◆ RECORDS FOR THE TASK
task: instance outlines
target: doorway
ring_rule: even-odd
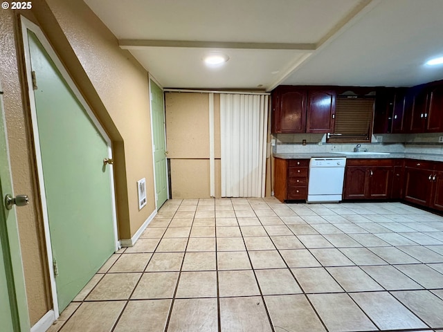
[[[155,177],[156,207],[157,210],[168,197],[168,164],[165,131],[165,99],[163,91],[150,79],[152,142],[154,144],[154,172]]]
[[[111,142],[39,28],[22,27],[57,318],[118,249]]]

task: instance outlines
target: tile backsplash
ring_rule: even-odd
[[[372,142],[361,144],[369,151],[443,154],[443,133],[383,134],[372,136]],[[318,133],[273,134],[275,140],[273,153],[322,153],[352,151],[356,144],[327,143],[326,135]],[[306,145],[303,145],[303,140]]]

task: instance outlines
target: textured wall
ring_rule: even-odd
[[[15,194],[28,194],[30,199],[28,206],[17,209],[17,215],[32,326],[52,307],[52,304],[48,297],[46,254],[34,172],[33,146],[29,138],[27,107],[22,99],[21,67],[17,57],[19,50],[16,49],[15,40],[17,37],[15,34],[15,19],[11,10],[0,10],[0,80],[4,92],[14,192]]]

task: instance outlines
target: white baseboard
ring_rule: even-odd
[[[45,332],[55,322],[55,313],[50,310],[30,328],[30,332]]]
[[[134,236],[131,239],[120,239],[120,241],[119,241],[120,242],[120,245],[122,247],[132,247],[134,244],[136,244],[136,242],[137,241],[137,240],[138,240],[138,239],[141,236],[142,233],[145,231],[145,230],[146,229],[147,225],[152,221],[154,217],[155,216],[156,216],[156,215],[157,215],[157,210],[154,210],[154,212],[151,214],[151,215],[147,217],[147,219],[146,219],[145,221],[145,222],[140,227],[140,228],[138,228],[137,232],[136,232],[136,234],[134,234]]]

◆ EXERCISE TASK
Rewrite all the records above, changing every "even-odd" to "nonzero" and leaving everything else as it is. Omit the pictures from your answer.

◆ FINISHED TASK
task: instance outlines
target: doorway
ring_rule: nonzero
[[[155,177],[156,207],[157,210],[168,197],[168,164],[165,131],[165,99],[163,91],[150,79],[152,142],[154,144],[154,172]]]
[[[111,142],[39,28],[22,27],[57,318],[118,249]]]

task: instance outlines
target: tile backsplash
ring_rule: nonzero
[[[372,142],[361,144],[369,151],[443,154],[443,133],[383,134],[372,136]],[[318,133],[273,134],[275,140],[273,153],[322,153],[352,151],[356,144],[327,143],[326,135]],[[306,145],[303,145],[303,140]]]

task: instance outlines
target: textured wall
ring_rule: nonzero
[[[15,194],[28,194],[30,199],[28,206],[17,209],[17,215],[32,326],[52,307],[52,304],[48,297],[46,254],[34,172],[33,146],[29,138],[27,107],[22,99],[21,67],[17,57],[19,50],[16,49],[15,40],[17,37],[15,34],[15,19],[11,10],[0,10],[0,80],[4,92],[14,192]]]

task: instance outlines
target: white baseboard
ring_rule: nonzero
[[[45,332],[55,322],[55,313],[50,310],[30,328],[30,332]]]
[[[134,236],[131,239],[120,239],[120,241],[119,241],[120,242],[120,245],[122,247],[132,247],[134,244],[136,244],[136,242],[137,241],[137,240],[138,240],[138,239],[141,236],[142,233],[145,231],[145,230],[146,229],[147,225],[152,221],[154,217],[155,216],[156,216],[156,215],[157,215],[157,210],[154,210],[154,212],[151,214],[151,215],[147,217],[147,219],[146,219],[145,221],[145,222],[140,227],[140,228],[138,228],[137,232],[136,232],[136,234],[134,234]]]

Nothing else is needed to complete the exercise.